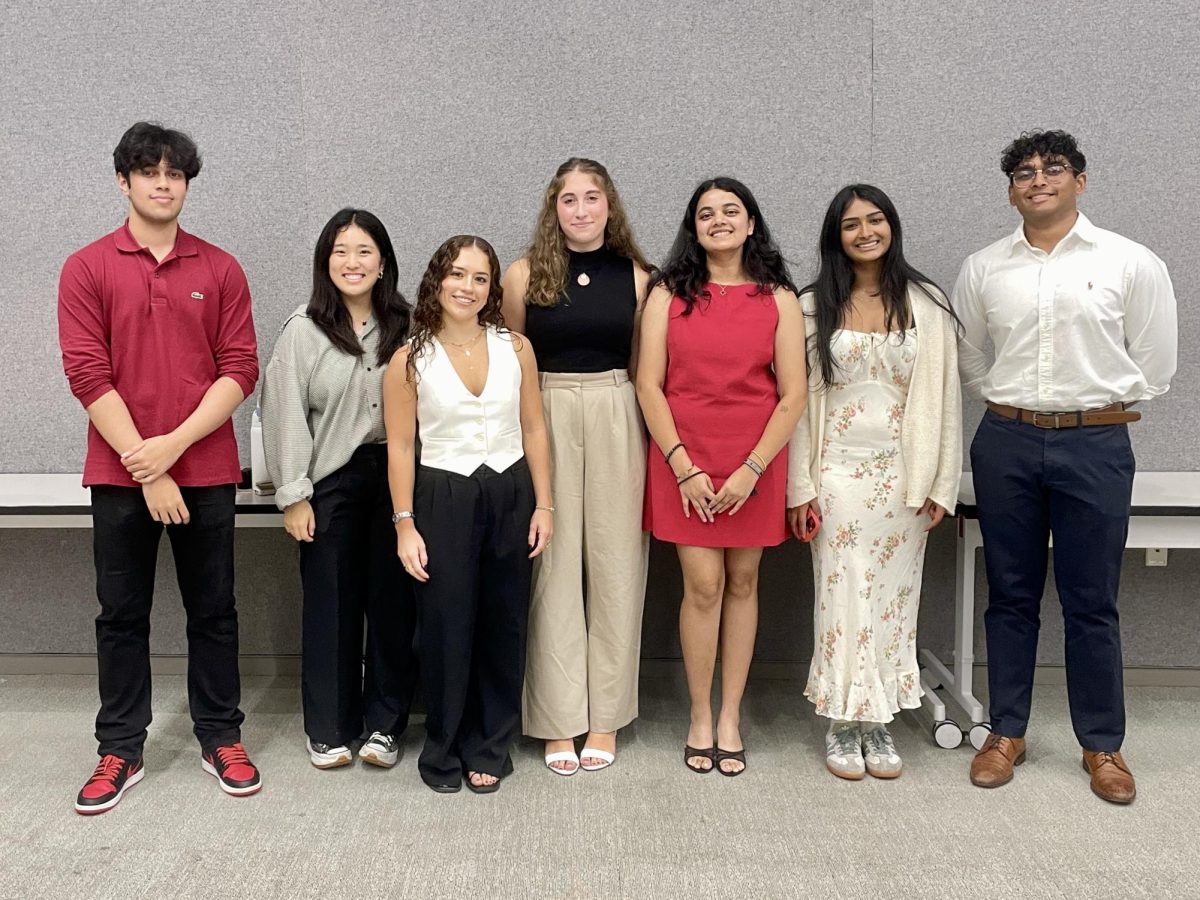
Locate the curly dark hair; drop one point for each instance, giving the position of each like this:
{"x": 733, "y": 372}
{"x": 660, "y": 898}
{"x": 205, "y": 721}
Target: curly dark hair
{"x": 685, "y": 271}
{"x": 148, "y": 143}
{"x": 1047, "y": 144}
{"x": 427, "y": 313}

____________

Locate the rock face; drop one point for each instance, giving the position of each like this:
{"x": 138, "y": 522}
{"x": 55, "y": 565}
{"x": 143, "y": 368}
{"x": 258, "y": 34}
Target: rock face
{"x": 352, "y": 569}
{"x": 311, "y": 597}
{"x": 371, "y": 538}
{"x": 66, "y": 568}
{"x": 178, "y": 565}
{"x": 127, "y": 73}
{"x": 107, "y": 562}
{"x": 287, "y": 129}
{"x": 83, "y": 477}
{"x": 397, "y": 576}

____________

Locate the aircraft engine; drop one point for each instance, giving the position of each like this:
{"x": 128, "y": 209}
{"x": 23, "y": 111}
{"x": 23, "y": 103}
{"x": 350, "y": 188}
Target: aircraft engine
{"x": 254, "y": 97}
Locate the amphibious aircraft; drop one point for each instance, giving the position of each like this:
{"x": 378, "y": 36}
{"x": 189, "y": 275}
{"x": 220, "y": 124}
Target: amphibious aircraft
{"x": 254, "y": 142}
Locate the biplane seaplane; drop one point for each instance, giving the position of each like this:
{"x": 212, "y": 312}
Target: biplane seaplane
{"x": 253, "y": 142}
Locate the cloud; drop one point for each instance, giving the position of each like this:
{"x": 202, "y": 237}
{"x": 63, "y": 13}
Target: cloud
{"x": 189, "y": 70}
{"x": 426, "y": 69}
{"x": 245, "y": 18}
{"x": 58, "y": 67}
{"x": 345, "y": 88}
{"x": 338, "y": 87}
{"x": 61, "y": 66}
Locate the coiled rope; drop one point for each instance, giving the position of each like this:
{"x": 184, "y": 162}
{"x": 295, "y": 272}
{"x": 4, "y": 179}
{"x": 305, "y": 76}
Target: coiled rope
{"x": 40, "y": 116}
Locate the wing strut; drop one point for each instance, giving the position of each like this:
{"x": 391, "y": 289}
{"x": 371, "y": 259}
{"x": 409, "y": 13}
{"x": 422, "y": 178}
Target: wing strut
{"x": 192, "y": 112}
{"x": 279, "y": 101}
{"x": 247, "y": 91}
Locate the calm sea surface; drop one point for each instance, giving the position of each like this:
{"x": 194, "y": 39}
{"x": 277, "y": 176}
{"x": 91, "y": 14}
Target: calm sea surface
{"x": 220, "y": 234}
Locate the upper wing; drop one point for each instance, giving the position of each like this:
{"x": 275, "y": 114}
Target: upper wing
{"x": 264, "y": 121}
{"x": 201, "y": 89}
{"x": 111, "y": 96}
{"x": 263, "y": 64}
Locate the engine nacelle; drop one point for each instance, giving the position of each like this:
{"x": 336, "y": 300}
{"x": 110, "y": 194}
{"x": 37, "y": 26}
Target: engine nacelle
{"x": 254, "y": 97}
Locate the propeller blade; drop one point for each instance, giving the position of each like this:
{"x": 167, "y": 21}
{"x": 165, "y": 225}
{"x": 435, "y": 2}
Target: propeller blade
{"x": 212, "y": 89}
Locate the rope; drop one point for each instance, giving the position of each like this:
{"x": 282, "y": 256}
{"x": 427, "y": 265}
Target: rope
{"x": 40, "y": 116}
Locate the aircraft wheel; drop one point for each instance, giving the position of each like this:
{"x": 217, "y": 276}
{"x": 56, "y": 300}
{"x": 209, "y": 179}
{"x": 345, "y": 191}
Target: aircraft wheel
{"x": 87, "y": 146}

____________

Transcribe the records above from the line holding "Target: propeller blade" down to the line holding "Locate the aircraft wheel;", inclusive, without adding anything.

Target: propeller blade
{"x": 212, "y": 89}
Locate the rope; drop one point for each instance, giving the position of each like this:
{"x": 282, "y": 256}
{"x": 427, "y": 265}
Target: rope
{"x": 40, "y": 116}
Locate the aircraft wheel; drop one point for each instance, giving the position of each like this:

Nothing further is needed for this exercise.